**What you will do:**
Return all of the data exactly as written, without the pictures.

**Data for analysis:**
####################
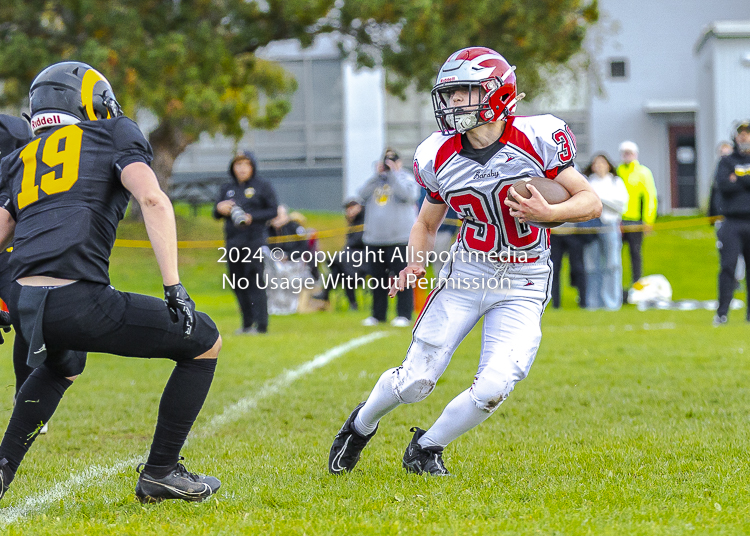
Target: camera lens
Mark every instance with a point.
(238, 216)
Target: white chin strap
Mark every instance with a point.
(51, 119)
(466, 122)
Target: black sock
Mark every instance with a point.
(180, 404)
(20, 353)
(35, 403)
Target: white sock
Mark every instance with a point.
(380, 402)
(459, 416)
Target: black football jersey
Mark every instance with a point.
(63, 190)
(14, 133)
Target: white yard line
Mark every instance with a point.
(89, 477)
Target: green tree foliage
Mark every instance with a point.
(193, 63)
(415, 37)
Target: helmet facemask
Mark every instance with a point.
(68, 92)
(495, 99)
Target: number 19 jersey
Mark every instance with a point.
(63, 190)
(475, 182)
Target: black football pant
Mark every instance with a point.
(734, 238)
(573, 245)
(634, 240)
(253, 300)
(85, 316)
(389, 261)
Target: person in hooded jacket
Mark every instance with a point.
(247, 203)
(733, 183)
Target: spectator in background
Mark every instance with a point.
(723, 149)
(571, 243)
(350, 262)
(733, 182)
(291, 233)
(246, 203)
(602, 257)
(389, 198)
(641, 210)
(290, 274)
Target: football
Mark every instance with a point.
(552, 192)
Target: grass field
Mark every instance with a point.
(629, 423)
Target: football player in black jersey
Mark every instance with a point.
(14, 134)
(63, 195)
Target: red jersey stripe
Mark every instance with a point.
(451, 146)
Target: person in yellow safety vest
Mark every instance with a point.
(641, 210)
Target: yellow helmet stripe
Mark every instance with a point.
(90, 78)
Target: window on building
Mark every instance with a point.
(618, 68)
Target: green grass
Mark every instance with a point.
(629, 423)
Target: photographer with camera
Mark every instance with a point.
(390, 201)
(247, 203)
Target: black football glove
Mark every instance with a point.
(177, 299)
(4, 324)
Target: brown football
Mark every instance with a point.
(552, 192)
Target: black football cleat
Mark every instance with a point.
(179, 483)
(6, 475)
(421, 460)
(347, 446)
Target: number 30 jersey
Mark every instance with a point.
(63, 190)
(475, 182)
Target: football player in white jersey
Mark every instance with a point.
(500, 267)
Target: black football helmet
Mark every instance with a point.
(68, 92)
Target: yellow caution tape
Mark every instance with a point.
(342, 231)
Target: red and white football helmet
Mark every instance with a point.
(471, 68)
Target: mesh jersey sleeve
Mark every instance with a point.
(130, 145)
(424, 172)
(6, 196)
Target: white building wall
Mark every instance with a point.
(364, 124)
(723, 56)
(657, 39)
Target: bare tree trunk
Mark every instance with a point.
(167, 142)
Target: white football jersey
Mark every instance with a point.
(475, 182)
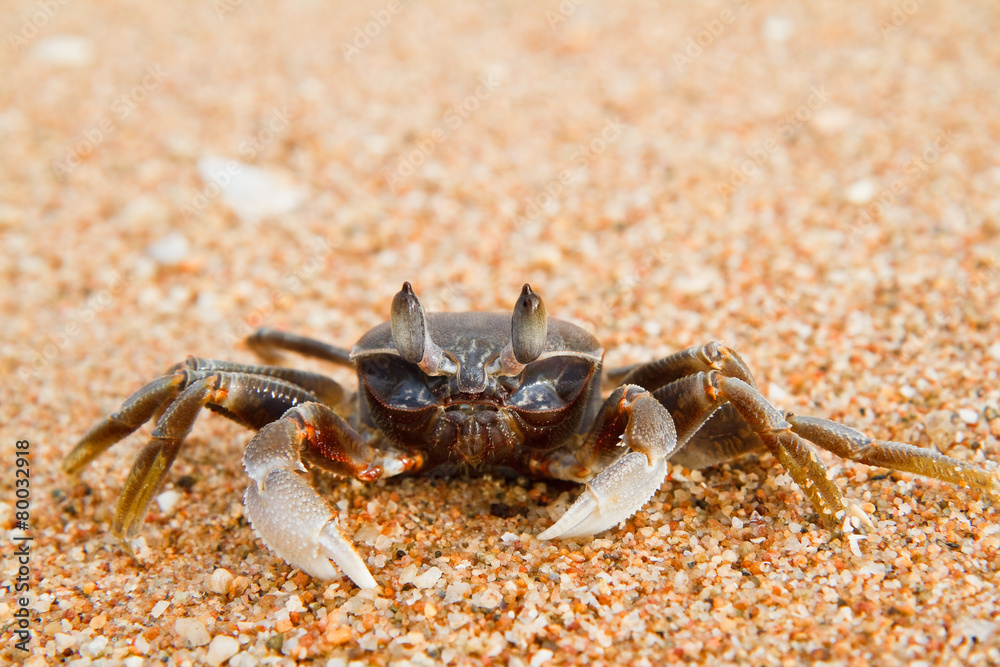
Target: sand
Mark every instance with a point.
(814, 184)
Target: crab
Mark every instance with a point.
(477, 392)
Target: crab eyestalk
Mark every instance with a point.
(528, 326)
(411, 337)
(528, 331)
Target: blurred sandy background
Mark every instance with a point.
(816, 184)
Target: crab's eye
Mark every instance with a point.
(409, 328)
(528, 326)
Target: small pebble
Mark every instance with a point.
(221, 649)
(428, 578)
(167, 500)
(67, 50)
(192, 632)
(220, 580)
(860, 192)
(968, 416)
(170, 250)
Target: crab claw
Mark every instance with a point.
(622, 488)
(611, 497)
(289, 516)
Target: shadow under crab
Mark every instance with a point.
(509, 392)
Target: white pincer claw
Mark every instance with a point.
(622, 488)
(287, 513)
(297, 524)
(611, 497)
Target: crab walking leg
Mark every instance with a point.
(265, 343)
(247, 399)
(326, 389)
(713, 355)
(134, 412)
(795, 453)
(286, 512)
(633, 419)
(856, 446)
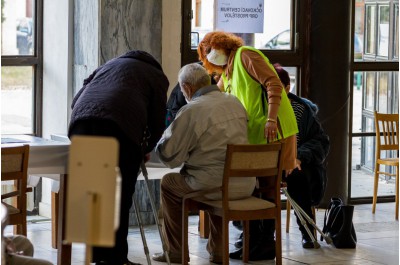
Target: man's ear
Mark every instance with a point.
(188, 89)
####################
**Solution:**
Target: camera lens
Mark every instance with a point.
(238, 216)
Target: white chin strap
Mark every instance with a point.
(51, 119)
(466, 122)
Target: black sock
Mark every instance with a point.
(180, 404)
(20, 353)
(35, 403)
Target: white sock
Mark every instance with a point.
(380, 402)
(459, 416)
Target: black football jersey
Mark every instance with a point.
(63, 190)
(14, 133)
Target: white yard line
Mark every instance with a point.
(89, 477)
Target: green tree foliage
Mark every instance with a point.
(193, 63)
(415, 37)
Target: helmet facemask
Mark every instance with a point.
(68, 92)
(495, 99)
Target: number 19 jersey
Mark every instance with a point.
(63, 190)
(475, 182)
Target: black football pant
Mark every instance with a point.
(734, 238)
(573, 245)
(634, 240)
(253, 300)
(85, 316)
(389, 261)
Target: person in hooded jacket
Mark every instance with a point.
(247, 203)
(733, 183)
Target: spectator in background
Mark every instance with a point.
(723, 149)
(571, 243)
(350, 262)
(733, 182)
(291, 233)
(246, 203)
(602, 257)
(389, 198)
(641, 210)
(290, 274)
Target: football
Mark every instance with a point.
(552, 192)
Target: grass field
Mark every instance with a point.
(629, 423)
Target: football player in black jersey
Mark every instance with a point.
(14, 134)
(63, 195)
Target: red jersey stripe
Mark every instance with a point.
(451, 146)
Target: person in yellow safety vest
Mark every instance with a point.
(641, 210)
Target: yellow helmet stripe
Mark every instance with a point.
(90, 78)
Target: window on building
Mark every instance with a point.
(618, 68)
Target: green grass
Mark every instance with a point.
(629, 423)
Target: photographer with camera
Mark every instance with a point.
(390, 201)
(247, 203)
Target: black football glove
Mark every instance with a point.
(177, 299)
(4, 324)
Target: brown football
Mark every instance with a point.
(552, 192)
Target: black football cleat
Mark every instance with a point.
(179, 483)
(6, 475)
(421, 460)
(347, 446)
Target: number 30 jersey
Mark every instance with a point.
(63, 190)
(475, 182)
Target: football player in white jersey
Mark every instance with a point.
(500, 267)
Target: black football helmet
Mark every instance with a point.
(68, 92)
Target: yellow caution tape
Mark every instance with a point.
(342, 231)
Target: red and white football helmet
Mark every instance with a point.
(471, 68)
Target: mesh jersey sleeve
Mark every instance with a point.
(130, 145)
(424, 172)
(6, 196)
Target: white building wall
Mark every instance with a point.
(364, 124)
(723, 56)
(657, 39)
Target: bare tree trunk
Mark every instance with a point.
(167, 142)
Target: white football jersey
Mark every instance with a point.
(475, 182)
Target: sand
Mark every instance with a point.
(814, 184)
Target: crab
Mark every instance with a point.
(477, 392)
Target: crab eyestalk
Mark every instance with a point.
(528, 326)
(411, 337)
(528, 331)
Target: blurred sandy background
Mark every instance with a point.
(816, 184)
Target: crab's eye
Mark every instance with a point.
(409, 328)
(528, 326)
Target: small pebble
Mark every instance with a point.
(221, 649)
(428, 578)
(167, 500)
(67, 50)
(192, 632)
(220, 580)
(860, 192)
(968, 416)
(170, 250)
Target: crab claw
Mark every instance with a point.
(622, 488)
(611, 497)
(289, 516)
Target: shadow under crab
Mark every instance with a point.
(509, 392)
Target: white pincer claw
Mark every instance with a point.
(622, 488)
(287, 513)
(297, 524)
(611, 497)
Target: crab walking leg
Mark every instance with a point.
(265, 343)
(247, 399)
(326, 389)
(713, 355)
(134, 412)
(795, 453)
(286, 512)
(633, 419)
(856, 446)
Target: man's ear
Mark every instance with a point.
(188, 89)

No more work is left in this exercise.